- Given task 1
Find every line in the records that contains the string "ledge". Case matters.

- Selected excerpt

:::::

Try adjusting Xmx/Xms JVM settings: https://ignite.apache.org/docs/latest/perf-and-troubleshooting/memory-tuning

ptupitsyn avatar Feb 20 '24 11:02 ptupitsyn

Hi, ptupitsyn: our ignite run with k8s pod. pod have 8G memory and guest host memory is 64G. Our use defaultDataRegionConfiguration, but haven't set the maxsize memory for defaultDataRegionConfiguration. Native persistence. I see the sorce code:" /** Fraction of available memory to allocate for default DataRegion. */ private static final double DFLT_DATA_REGION_FRACTION = 0.2;

/** Default data region's size is 20% of physical memory available on current machine. */
public static final long DFLT_DATA_REGION_MAX_SIZE = Math.max(
    (long)(DFLT_DATA_REGION_FRACTION * U.getTotalMemoryAvailable()),
    DFLT_DATA_REGION_INITIAL_SIZE);
"

:::::

- Given task 2
Do these statements agree with the excerpt on Ignite memory settings? Answer yes or no for each, quoting the words that decide it.
(a) The pod has 8G of memory.
(b) A maximum size was set for defaultDataRegionConfiguration.
(c) By default, the data region's size is 20% of the physical memory available on the machine.

- Available records
:::::

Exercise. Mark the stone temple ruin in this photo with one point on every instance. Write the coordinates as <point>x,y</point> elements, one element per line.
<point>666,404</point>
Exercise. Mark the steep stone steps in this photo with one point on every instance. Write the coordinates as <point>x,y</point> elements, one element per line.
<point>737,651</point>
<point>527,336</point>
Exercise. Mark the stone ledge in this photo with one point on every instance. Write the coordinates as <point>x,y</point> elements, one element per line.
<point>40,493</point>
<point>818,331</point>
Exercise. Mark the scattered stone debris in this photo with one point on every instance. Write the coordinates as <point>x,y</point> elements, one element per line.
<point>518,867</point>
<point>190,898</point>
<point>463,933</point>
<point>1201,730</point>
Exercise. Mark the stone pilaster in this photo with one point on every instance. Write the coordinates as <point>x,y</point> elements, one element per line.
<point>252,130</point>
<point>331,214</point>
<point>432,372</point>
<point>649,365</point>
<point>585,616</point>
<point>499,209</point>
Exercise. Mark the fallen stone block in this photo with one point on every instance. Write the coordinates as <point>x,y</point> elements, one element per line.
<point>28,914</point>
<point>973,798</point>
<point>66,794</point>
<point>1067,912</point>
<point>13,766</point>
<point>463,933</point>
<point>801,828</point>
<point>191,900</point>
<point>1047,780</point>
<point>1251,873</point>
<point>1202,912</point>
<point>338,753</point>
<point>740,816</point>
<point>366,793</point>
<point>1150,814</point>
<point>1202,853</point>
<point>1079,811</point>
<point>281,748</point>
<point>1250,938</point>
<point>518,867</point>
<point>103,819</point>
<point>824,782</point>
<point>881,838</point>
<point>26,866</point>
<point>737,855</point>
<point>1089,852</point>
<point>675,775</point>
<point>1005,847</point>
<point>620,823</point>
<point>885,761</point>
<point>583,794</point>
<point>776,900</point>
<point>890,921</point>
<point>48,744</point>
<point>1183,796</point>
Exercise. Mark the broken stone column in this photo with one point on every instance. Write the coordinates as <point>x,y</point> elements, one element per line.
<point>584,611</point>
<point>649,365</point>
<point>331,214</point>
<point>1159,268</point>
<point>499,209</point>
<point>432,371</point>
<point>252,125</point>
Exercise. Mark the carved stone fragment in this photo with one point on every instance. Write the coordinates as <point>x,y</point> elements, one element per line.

:::::

- Correct output 1
Exercise. Mark the stone ledge in this photo with one point on every instance. Write the coordinates as <point>x,y</point> elements, one element per line.

- Correct output 2
(a) Yes: "pod have 8G memory"
(b) No: "haven't set the maxsize memory for defaultDataRegionConfiguration"
(c) Yes: "Default data region's size is 20% of physical memory available on current machine."